DOCUMENT start
- Freight rates for the world’s biggest tankers shot up in September on a series of geopolitical events.
- Freight rates spiked on September 25 from $18,500 to almost $30,000 a day.
- This rise happened after President Trump put sanctions on tankers run by a unit of Chinese state-owned Cosco Shipping Energy Transportation Co.
According to an article published in the Wall Street Journal, vessel operators are holding back on ordering new ships and forecasts suggest an oil supply glut will persist in early 2020.
Exporters and customers used to high shipping costs
Freight rates for the world’s biggest tankers shot up in September on a series of geopolitical events and are still hovering near the highest levels in a decade even after ticking down in the fall. Tighter capacity in shipping markets and longer sailings as fuel-buying countries look to more far-flung markets for crude will likely keep freight rates high well into 2020, according to the chiefs of two of the world’s biggest tanker companies.
Orders for new ships are running near decade lows, according to data from the world’s biggest yards, suggesting crude shipping will remain a seller’s market into next year.
“We will for sure have a strong first quarter and if the market has legs, it will correct downwards, but it will still be comfortable. I think 2020 will be a good year,” Nikos Tsakos, chief executive of Tsakos Energy Navigation Ltd., said in an interview.
Spike in freight rates
Tsakos Energy is a New-York Stock Exchange-listed tanker operator with 70 ships that move crude and oil products for customers including Exxon Mobil Corp., Chevron Corp. and Royal Dutch Shell PLC.
DOCUMENT end
ENTRIES SUPPLIED start
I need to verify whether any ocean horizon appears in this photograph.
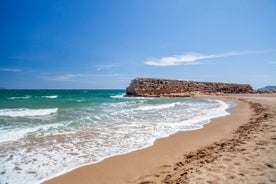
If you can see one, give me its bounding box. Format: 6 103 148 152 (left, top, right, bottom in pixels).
0 89 235 184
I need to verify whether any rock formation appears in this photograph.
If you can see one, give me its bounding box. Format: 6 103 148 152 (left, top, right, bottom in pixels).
126 78 253 96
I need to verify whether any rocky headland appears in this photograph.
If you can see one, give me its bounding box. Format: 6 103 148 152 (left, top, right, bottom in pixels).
126 78 255 97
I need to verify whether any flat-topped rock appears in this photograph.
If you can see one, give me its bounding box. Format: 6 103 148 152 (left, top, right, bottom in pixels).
126 78 254 97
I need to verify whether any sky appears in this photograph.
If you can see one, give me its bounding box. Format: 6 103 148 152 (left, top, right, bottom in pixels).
0 0 276 89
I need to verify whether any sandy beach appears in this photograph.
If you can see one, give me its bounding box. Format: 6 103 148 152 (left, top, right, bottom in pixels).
44 95 276 184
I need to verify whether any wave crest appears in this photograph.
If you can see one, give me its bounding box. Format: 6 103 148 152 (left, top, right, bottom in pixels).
0 108 58 117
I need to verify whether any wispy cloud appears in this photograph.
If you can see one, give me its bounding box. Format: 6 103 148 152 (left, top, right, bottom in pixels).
96 65 116 71
144 50 268 66
42 74 82 81
0 68 22 72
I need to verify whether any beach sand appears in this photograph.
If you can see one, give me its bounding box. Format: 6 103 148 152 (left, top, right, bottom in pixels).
45 95 276 184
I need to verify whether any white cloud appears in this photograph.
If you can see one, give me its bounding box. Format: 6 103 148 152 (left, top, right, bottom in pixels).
0 68 22 72
43 74 82 81
96 65 116 71
144 51 272 66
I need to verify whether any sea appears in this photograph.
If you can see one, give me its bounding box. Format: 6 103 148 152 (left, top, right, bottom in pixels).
0 90 235 184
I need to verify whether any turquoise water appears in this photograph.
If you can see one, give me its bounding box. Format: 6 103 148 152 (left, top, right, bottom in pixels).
0 90 233 183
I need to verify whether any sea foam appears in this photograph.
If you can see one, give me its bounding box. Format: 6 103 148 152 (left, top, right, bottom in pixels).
0 108 58 117
8 96 32 100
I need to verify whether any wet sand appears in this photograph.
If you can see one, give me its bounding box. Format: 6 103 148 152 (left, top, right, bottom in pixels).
45 95 276 184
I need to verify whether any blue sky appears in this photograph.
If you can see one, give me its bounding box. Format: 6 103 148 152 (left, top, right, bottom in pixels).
0 0 276 89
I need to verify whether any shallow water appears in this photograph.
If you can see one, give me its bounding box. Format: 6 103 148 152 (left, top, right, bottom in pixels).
0 90 233 183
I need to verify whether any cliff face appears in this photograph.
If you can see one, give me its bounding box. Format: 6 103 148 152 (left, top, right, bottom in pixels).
126 78 253 96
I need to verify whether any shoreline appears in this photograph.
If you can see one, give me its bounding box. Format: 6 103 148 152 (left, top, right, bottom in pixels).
43 96 252 183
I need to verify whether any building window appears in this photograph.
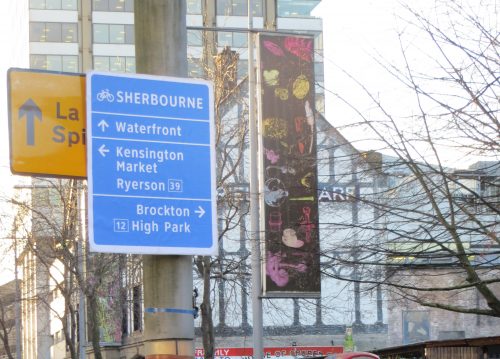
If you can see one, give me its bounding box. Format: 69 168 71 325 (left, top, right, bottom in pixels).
278 0 320 17
93 24 135 44
30 22 78 43
92 0 134 12
216 0 262 16
187 30 203 46
186 0 201 15
188 59 204 78
217 31 248 48
94 56 135 73
237 60 248 80
30 0 78 10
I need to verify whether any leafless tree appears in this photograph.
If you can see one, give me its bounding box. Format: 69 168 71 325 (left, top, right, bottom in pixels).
11 178 124 358
194 40 247 358
323 0 500 317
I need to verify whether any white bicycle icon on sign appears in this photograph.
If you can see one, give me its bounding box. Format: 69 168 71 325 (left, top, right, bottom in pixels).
97 89 115 102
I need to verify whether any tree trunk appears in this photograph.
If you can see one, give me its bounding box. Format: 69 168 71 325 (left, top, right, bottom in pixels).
87 293 102 359
200 257 215 359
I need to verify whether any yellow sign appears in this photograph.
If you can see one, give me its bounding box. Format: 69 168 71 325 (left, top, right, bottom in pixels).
8 69 87 177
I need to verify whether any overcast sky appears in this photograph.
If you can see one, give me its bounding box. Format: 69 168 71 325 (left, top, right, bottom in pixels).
314 0 500 168
0 0 28 285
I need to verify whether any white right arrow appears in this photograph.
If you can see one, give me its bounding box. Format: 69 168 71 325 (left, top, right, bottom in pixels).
ENTRIES SUPPLIED end
> _REQUESTS_
**A)** Answer these questions using the tanker freight article:
(i) To roughly what daily figure did freight rates spike on September 25?
(ii) Tankers run by a unit of which company were put under sanctions by President Trump?
(iii) How many ships does Tsakos Energy have?
Mark your answers (i), (ii), (iii), one per line.
**B)** Count the lines of the records that contain the word "water". Give only the number.

> _ANSWERS FOR THE EXERCISE_
**A)**
(i) Almost $30,000 a day (up from $18,500).
(ii) Chinese state-owned Cosco Shipping Energy Transportation Co.
(iii) 70 ships.

**B)** 2